We lived there for two years as Seeders. It is impossible to articulate the profound impact of this experience on my life and my understanding of the world, as well as the profound love and joy that I experienced while living there; instead, here are some vignettes that led to my transformation.

Cacao seedlings at the MB agricultural project headquarters, ready to be shared with farmers.

One day during our first few weeks, we visited the town of Andagoya, where a Mennonite Brethren church is present. A river with a bridge across it divides Andagoya. The church member we were with explained that when the U.S.-based Chocó Pacific Mining Company arrived in the town in the 1940s, they segregated the town by having white company employees live on the one half, with better housing, and sent “the ugly people” to the other side of the bridge to live in the other half of the town.

“Who were the ‘ugly people’?” I asked her.

“Us,” she said.

I later learned more about the mining company, about how it plowed farther into the jungle than its permits allowed, extracting gold and sending the wealth north for several decades before its departure.

***

Part of our orientation involved visiting the fifteen or so Mennonite Brethren churches in the region. While churches sang many upbeat songs with local instruments and rhythms, most services also included singing hymns from song books that the 1940s white North American missionaries had brought, some of which include negative imagery associated with the word “black” and positive imagery associated with the word “white,” such as “black sin” and “white purity.” 

***

Since the Chocó is majority Afrocolombian, it serves as a safe haven from racial microaggressions for Black Colombians in their daily life. As part of our Seed experience, we had the opportunity to do an exchange and visit another Seeder’s community, inviting locals from our community to travel with us. We invited an MB agriculture project member, and he selected a rural farmer to come along as well. When we arrived at the bus terminal in Medellín, Colombia’s second largest city, I presented the four ID cards of our group at the window to print off our reserved tickets. The man behind the counter gave me four printed sheets, but they appeared to only be two tickets. I confirmed with him, “Are these the four tickets for our group?” “Yes,” he said. When we got to our gate, the agent there informed me that there were only two tickets among the four printed pages: the tickets that had been printed for me and my white husband. The ticket man simply had not printed the two tickets for the Afrocolombians in our group whose IDs I had laid next to ours on the counter. We had to go back. I was shocked and furious; I had never firsthand witnessed such a blatantly racist act. The two Chocoanos were completely unsurprised and chuckled at my rage. This was not news to them.

-- Data segment --
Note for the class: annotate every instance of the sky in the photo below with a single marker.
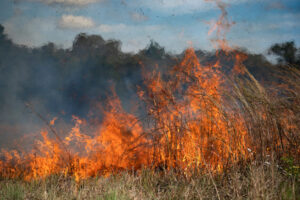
(174, 24)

-- Exercise requirements --
A – Reproduce word for word the passage of the text about the Chocó from "We lived there" up to and including "to my transformation.".
B – According to the text about the Chocó, in what decade did the Chocó Pacific Mining Company arrive in Andagoya?
C – List the members of the group that traveled through the Medellín bus terminal, as the text about the Chocó identifies them.
The listing that comes after the text about the Chocó is separate material.

-- Answers given --
A –
We lived there for two years as Seeders. It is impossible to articulate the profound impact of this experience on my life and my understanding of the world, as well as the profound love and joy that I experienced while living there; instead, here are some vignettes that led to my transformation.

B – The 1940s.

C –
- The narrator
- The narrator's white husband
- An MB agriculture project member
- A rural farmer selected by the project member